• TASK OBJECTIVE: Render all the entries below as a numbered list, leaving out blank lines and pictures.

• DATA PROVIDED:
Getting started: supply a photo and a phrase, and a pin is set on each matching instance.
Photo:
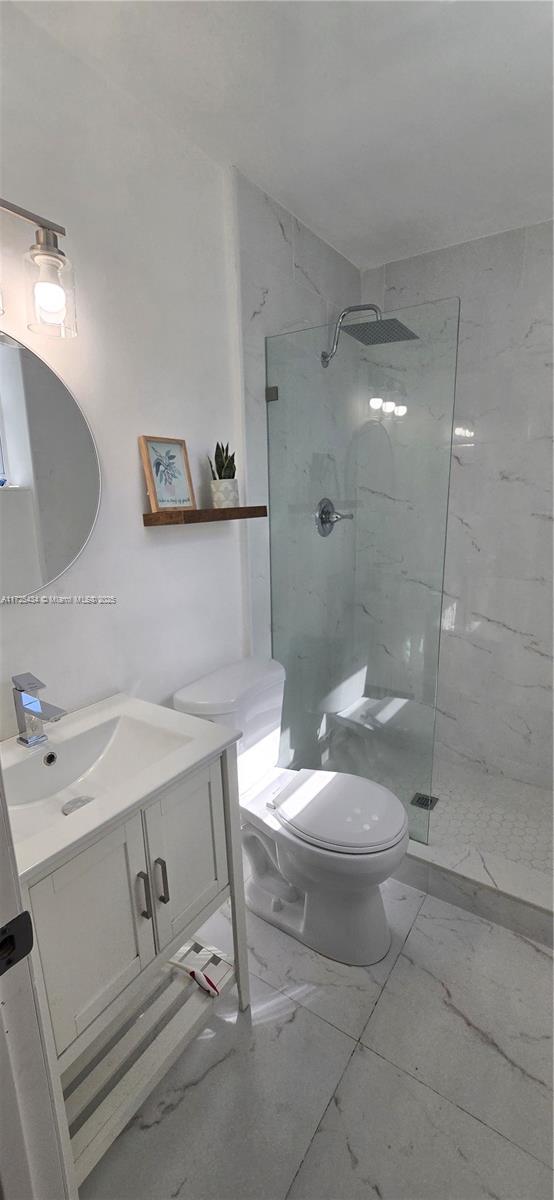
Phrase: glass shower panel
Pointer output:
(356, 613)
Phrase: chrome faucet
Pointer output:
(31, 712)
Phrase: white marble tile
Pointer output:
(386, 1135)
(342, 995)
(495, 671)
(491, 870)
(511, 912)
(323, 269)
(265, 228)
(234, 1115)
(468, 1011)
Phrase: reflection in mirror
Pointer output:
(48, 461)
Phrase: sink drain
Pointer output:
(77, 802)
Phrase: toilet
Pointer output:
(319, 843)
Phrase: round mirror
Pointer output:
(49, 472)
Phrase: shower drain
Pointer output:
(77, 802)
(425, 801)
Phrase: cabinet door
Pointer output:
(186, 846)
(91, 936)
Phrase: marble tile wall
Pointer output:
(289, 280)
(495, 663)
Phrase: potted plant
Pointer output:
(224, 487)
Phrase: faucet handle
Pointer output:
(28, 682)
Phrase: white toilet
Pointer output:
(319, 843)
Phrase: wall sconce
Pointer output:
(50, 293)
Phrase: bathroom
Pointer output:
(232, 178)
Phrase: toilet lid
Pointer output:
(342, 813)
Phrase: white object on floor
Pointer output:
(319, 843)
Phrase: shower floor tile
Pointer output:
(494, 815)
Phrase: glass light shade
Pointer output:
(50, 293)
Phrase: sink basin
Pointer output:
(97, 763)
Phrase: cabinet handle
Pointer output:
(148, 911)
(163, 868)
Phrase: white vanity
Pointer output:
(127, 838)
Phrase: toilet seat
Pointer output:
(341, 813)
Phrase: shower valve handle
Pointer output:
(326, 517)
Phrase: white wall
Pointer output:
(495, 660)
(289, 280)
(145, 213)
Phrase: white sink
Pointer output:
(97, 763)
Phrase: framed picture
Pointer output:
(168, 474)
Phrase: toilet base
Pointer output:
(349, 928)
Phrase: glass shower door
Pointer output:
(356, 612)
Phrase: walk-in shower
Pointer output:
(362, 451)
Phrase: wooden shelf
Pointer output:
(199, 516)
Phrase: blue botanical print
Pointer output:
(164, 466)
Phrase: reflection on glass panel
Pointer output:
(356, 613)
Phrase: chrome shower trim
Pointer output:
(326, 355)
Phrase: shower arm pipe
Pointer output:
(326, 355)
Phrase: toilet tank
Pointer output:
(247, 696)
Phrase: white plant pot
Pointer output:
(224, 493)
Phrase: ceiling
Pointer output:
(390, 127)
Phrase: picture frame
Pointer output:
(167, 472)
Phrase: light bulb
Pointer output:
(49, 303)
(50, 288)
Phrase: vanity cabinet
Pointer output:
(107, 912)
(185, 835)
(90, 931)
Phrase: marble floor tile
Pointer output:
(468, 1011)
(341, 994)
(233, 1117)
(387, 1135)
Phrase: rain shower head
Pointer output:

• SOLVED PROBLEM:
1. Getting started: supply a photo and a phrase, and a pin is set on each matching instance.
2. Photo:
3. Phrase: glass shower panel
4. Pointer output:
5. (356, 613)
6. Phrase: chrome faucet
7. Pointer output:
8. (31, 712)
9. Phrase: white marble tile
10. Pointer output:
11. (386, 1135)
12. (342, 995)
13. (495, 671)
14. (491, 870)
15. (511, 912)
16. (323, 269)
17. (265, 228)
18. (234, 1115)
19. (468, 1011)
20. Phrase: reflection in mirror
21. Pointer output:
22. (48, 461)
23. Phrase: sink drain
24. Pointer output:
25. (77, 802)
26. Phrase: toilet
27. Pointer output:
28. (319, 843)
29. Phrase: round mirror
30. Pointer output:
31. (49, 472)
32. Phrase: shower drain
33. Pointer output:
34. (77, 802)
35. (425, 801)
36. Phrase: cabinet door
37. Pointer output:
38. (186, 846)
39. (91, 936)
40. Phrase: marble tile wall
41. Pointer output:
42. (289, 280)
43. (495, 663)
44. Phrase: potted plant
45. Pointer output:
46. (224, 487)
47. Phrase: faucet handle
48. Pointer output:
49. (28, 682)
50. Phrase: white toilet
51. Pointer output:
52. (319, 843)
53. Phrase: wall sconce
54. Pointer output:
55. (50, 293)
56. Phrase: bathroom
57. Pointer output:
58. (232, 178)
59. Phrase: toilet lid
60. Pointer output:
61. (342, 813)
62. Phrase: white object on floor
63. Pointer output:
64. (319, 843)
65. Phrase: shower floor tile
66. Pointer output:
67. (494, 815)
68. Phrase: glass light shade
69. Pointer output:
70. (50, 293)
71. Phrase: sink basin
72. Pointer output:
73. (97, 763)
74. Phrase: cabinet handle
75. Pointer output:
76. (148, 911)
77. (163, 868)
78. Phrase: white vanity
79. Pointer output:
80. (127, 838)
81. Phrase: toilet seat
82. Pointer output:
83. (341, 813)
84. Phrase: shower valve handle
85. Pointer output:
86. (326, 517)
87. Phrase: white wall
88. Pointer output:
89. (495, 660)
90. (289, 280)
91. (145, 213)
92. Phrase: white sink
93. Pointer output:
94. (97, 763)
95. Phrase: framed picture
96. Pointer output:
97. (168, 474)
98. Phrase: toilet base
99. Pointer output:
100. (349, 928)
101. Phrase: glass shower door
102. Pointer output:
103. (356, 612)
104. Phrase: walk-in shower
105. Pointer output:
106. (362, 451)
107. Phrase: wooden shelf
108. Pointer output:
109. (199, 516)
110. Phrase: blue botanical print
111. Pointer output:
112. (164, 466)
113. Phrase: reflection on glass panel
114. Pointer output:
115. (356, 613)
116. Phrase: chrome shower trim
117. Pointer output:
118. (326, 355)
119. Phrase: shower arm pipe
120. Pointer output:
121. (326, 355)
122. Phrase: toilet tank
123. Pointer output:
124. (247, 696)
125. Phrase: white plant pot
126. Pointer output:
127. (224, 493)
128. Phrase: ceiling
129. Pointer output:
130. (390, 127)
131. Phrase: picture frame
132. Pointer output:
133. (167, 472)
134. Phrase: light bulb
135. Pointer output:
136. (49, 303)
137. (50, 288)
138. Phrase: vanity cabinet
139. Pointer output:
140. (107, 912)
141. (185, 835)
142. (90, 931)
143. Phrase: marble floor tile
144. Pointer output:
145. (468, 1011)
146. (341, 994)
147. (233, 1117)
148. (387, 1135)
149. Phrase: rain shower head
150. Pointer output:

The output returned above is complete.